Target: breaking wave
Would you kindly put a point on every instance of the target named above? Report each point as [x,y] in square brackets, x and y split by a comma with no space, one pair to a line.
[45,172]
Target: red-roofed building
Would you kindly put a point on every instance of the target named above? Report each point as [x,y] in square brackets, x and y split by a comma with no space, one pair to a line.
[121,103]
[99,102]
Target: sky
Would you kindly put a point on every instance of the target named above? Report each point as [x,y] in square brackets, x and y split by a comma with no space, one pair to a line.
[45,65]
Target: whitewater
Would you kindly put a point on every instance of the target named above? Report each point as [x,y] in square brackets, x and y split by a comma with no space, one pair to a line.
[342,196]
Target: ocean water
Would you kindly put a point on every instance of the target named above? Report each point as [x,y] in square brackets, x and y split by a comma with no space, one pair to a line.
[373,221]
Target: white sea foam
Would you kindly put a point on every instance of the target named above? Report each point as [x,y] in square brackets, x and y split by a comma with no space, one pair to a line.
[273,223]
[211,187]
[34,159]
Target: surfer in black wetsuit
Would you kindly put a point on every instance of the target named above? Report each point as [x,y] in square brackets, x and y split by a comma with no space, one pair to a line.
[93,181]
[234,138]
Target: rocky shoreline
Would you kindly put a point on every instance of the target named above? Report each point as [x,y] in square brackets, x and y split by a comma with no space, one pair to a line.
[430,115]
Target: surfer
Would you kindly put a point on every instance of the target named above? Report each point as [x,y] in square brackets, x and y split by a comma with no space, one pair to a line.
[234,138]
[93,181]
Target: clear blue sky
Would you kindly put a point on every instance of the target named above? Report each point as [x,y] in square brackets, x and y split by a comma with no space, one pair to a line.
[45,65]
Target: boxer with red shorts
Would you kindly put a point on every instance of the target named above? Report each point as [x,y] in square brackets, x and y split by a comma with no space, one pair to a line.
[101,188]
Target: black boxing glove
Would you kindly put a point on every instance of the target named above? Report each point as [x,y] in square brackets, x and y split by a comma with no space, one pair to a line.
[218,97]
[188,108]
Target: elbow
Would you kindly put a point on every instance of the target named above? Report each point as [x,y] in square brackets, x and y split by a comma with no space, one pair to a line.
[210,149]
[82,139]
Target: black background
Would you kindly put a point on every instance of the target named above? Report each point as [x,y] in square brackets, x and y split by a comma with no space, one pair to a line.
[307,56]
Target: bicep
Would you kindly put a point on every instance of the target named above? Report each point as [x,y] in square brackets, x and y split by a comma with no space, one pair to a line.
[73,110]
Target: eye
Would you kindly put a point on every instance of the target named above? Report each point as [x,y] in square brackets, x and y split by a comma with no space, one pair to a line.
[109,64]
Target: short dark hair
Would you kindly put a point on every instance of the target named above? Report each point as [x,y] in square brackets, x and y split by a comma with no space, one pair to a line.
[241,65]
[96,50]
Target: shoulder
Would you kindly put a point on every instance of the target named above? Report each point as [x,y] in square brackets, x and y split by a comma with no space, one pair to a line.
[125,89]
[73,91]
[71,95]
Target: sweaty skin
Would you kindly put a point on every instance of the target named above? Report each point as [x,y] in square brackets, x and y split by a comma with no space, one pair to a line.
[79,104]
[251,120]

...

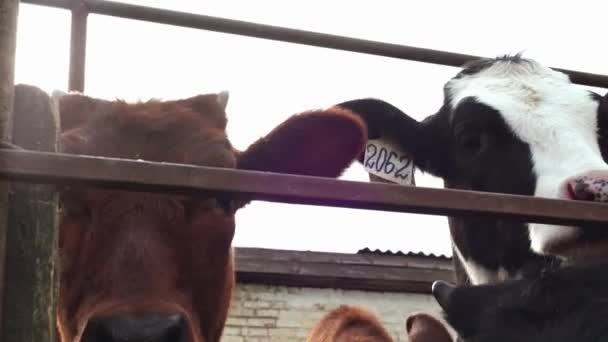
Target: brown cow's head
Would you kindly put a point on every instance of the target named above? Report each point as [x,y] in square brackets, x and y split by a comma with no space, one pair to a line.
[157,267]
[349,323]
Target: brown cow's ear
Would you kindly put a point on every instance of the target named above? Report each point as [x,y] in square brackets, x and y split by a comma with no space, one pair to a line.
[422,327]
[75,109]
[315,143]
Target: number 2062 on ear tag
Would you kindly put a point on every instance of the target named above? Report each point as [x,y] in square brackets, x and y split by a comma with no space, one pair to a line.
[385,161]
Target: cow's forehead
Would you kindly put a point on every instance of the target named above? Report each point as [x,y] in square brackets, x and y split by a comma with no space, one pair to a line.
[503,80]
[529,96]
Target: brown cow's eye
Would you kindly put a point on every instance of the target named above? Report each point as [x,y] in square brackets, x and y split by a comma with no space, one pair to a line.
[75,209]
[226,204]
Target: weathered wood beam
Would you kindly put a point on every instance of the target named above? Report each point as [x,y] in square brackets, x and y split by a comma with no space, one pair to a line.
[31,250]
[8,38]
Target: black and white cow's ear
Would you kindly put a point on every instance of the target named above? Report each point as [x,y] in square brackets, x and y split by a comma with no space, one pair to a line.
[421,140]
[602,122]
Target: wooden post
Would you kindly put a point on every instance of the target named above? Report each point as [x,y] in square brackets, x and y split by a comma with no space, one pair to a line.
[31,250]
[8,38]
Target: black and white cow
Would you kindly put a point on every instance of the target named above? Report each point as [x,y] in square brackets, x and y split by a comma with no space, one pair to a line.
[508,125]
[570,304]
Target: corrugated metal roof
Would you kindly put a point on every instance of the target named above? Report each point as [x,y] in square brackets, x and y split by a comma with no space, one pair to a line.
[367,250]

> _Task_: Collect every line of the data above that contains the word "black". Case counts, so skip lines where it appears only with different capitalization.

> _Task output_:
Target: surfer in black wetsuit
Target: black boxing glove
Target: black background
Target: black and white cow's ear
Target: black and white cow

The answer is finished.